Entries taken from a collection
══════

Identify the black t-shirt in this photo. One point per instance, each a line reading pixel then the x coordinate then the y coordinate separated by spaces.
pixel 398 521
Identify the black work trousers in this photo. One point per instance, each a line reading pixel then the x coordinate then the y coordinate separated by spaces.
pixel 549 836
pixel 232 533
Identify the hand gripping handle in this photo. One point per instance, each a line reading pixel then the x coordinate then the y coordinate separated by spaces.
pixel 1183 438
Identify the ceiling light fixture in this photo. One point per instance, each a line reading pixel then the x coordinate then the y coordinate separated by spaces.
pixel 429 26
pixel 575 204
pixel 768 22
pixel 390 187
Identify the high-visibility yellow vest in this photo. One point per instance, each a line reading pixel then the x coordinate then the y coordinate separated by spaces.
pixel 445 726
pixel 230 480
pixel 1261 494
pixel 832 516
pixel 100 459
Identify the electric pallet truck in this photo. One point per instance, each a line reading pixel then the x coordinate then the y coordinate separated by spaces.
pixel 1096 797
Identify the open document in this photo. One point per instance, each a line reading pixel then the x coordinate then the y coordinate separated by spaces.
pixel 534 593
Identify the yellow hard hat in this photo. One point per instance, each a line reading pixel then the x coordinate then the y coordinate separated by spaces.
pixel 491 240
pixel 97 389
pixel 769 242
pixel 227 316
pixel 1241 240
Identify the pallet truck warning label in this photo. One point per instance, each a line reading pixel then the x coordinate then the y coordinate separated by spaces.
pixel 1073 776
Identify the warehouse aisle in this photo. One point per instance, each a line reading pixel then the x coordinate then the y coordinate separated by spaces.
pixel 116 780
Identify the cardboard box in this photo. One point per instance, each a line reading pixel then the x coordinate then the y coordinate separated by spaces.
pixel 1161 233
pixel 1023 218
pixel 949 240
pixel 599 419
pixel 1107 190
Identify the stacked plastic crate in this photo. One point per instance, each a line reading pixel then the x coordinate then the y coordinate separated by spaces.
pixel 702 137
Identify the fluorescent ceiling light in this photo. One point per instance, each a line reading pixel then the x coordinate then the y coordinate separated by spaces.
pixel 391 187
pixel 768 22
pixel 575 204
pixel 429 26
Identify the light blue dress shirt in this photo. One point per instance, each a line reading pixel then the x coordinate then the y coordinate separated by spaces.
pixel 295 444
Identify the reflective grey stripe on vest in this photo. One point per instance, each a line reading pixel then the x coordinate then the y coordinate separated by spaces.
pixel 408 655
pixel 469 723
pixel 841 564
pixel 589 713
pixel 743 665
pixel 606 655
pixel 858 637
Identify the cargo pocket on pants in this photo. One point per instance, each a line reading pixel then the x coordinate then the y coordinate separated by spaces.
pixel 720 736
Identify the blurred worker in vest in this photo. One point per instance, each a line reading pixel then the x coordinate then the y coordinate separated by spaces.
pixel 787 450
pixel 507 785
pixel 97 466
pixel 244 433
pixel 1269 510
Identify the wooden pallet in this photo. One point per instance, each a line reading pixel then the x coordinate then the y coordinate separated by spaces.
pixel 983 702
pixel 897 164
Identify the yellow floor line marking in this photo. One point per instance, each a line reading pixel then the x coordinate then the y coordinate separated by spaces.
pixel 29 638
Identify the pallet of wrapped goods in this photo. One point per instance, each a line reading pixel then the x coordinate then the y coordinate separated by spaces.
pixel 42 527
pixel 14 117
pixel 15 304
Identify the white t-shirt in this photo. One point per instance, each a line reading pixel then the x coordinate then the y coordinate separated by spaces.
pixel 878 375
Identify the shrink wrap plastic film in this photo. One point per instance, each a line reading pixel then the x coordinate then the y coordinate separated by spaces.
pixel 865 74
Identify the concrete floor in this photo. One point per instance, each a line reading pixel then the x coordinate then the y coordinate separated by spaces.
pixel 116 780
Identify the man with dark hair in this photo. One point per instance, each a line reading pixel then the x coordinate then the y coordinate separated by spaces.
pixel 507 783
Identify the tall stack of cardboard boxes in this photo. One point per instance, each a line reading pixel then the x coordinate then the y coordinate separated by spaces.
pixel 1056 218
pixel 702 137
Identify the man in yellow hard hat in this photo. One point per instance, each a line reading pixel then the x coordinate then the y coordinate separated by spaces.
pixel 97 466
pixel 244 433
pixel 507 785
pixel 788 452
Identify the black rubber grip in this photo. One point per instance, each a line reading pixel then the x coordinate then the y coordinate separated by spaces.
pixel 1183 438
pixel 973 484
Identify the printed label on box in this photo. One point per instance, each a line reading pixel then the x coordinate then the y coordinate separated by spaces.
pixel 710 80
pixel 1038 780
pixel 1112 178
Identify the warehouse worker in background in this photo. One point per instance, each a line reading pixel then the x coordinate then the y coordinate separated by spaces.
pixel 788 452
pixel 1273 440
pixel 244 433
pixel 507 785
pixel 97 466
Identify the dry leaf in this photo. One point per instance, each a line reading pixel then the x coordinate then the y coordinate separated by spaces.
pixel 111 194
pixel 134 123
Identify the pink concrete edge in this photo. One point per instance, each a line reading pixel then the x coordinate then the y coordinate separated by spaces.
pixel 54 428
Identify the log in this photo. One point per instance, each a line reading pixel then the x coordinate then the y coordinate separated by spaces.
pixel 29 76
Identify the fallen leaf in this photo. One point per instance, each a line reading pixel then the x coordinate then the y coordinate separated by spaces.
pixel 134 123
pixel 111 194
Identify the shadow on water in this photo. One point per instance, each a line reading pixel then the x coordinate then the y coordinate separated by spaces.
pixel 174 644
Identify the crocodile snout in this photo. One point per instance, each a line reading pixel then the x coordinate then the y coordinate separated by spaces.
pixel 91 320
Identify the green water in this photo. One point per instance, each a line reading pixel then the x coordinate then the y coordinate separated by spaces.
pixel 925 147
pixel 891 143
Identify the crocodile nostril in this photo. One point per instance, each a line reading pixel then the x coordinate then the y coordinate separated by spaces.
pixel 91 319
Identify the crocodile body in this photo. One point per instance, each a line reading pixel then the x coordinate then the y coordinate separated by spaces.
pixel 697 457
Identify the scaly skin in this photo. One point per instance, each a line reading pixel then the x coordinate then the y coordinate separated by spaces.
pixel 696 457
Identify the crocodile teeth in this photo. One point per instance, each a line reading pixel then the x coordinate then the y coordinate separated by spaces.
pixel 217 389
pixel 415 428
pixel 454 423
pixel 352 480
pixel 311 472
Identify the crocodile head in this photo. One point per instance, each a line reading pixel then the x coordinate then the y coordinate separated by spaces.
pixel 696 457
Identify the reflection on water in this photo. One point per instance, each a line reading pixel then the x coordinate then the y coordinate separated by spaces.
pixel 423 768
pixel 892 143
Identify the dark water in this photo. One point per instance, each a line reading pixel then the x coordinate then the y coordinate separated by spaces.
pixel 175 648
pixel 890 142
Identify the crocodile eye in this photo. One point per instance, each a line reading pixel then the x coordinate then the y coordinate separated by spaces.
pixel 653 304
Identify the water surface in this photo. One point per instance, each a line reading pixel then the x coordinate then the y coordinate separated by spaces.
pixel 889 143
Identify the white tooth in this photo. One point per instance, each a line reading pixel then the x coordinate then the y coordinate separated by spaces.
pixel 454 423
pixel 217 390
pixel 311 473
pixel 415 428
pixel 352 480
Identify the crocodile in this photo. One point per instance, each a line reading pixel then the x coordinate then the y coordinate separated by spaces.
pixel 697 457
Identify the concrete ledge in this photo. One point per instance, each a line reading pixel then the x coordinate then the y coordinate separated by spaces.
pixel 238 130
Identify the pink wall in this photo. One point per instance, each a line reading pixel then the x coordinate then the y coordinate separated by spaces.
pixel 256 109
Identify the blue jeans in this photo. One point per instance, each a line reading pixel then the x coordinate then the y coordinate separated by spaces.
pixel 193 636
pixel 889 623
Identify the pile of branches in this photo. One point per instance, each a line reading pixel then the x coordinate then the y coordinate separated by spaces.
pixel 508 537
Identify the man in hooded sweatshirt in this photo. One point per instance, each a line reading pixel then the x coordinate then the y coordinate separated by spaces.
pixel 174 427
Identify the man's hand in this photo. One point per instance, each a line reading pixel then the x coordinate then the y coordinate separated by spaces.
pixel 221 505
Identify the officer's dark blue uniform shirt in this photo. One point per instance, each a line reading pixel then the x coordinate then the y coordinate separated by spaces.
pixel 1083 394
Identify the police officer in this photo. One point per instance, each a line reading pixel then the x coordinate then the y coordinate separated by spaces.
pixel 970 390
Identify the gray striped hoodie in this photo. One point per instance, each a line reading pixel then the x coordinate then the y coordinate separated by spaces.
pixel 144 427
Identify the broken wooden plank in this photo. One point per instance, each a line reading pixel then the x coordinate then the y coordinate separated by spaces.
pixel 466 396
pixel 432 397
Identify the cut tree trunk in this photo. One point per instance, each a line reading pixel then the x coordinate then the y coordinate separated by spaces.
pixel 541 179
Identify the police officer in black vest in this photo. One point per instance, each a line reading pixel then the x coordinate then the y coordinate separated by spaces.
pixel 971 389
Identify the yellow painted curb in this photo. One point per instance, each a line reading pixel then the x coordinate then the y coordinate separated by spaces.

══════

§ Task goal
Update the records starting with the line that contains "Identify the fallen" and going on through the line that contains "pixel 91 319", replacing "crocodile" with "alligator" and leaving everything else unchanged. Return only those lines.

§ Response below
Identify the fallen leaf in this photo. One point per instance, each a line reading pixel then the x coordinate then the y coordinate separated by spaces.
pixel 134 123
pixel 111 194
Identify the shadow on water in this photo. One point per instance, each a line reading pixel then the x coordinate then the y coordinate separated by spaces.
pixel 174 644
Identify the alligator snout in this photo. One point per instance, each a line reading pixel then the x coordinate then the y coordinate separated by spaces.
pixel 91 320
Identify the green water in this photo. One point per instance, each a line reading pixel then the x coordinate then the y coordinate separated by spaces.
pixel 925 147
pixel 891 143
Identify the alligator nostril in this photo. One point per instance, each a line reading pixel then the x coordinate then the y coordinate separated by spaces.
pixel 91 319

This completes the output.